EXERCISE DESCRIPTION =
Every line below must be copied as written, except for pictures.

(Saved entries)
# # # # # # #
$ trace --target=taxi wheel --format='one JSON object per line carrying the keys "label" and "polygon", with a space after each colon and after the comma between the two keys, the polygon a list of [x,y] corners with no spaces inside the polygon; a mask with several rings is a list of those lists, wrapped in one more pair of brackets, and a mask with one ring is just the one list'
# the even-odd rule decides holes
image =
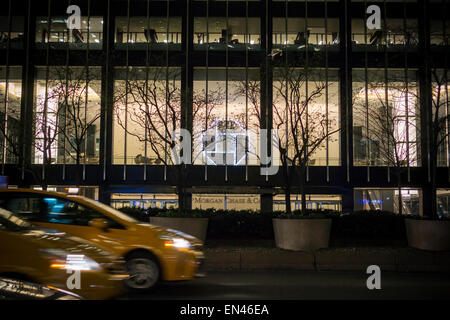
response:
{"label": "taxi wheel", "polygon": [[126,267],[130,277],[125,280],[125,284],[134,291],[149,290],[159,281],[161,274],[159,264],[149,254],[130,255],[127,258]]}

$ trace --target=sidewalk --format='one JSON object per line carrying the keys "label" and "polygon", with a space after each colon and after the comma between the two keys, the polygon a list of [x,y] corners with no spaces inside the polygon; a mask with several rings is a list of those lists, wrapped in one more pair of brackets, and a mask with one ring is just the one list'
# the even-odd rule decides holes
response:
{"label": "sidewalk", "polygon": [[431,252],[409,247],[332,247],[315,252],[273,247],[206,247],[205,270],[296,269],[450,272],[450,251]]}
# # # # # # #
ANSWER SECTION =
$ trace --target=taxi wheel --format='one JSON object per line carrying the keys "label" and "polygon", with a space after each colon and after the comma between the two keys, the polygon a list of [x,y] corners with no spaces inside the polygon; a mask with several rings is a list of those lists, wrapped in one more pair of brackets, and a mask with one ring is just the one list'
# the even-odd rule decides holes
image =
response:
{"label": "taxi wheel", "polygon": [[126,267],[130,277],[125,280],[125,284],[134,291],[149,290],[159,281],[161,274],[159,264],[149,254],[130,255],[127,258]]}

$ trace --target=sidewalk --format='one JSON object per line carrying the keys "label" and "polygon", with a space after each colon and after the comma between the two keys, the polygon a list of [x,y] corners with no spaces inside the polygon; a mask with several rings is a list of those lists, wrapped in one more pair of brackets, and a mask with one ring is just the one list'
# the even-odd rule decides holes
response:
{"label": "sidewalk", "polygon": [[431,252],[409,247],[332,247],[315,252],[273,247],[206,247],[205,270],[296,269],[450,272],[450,251]]}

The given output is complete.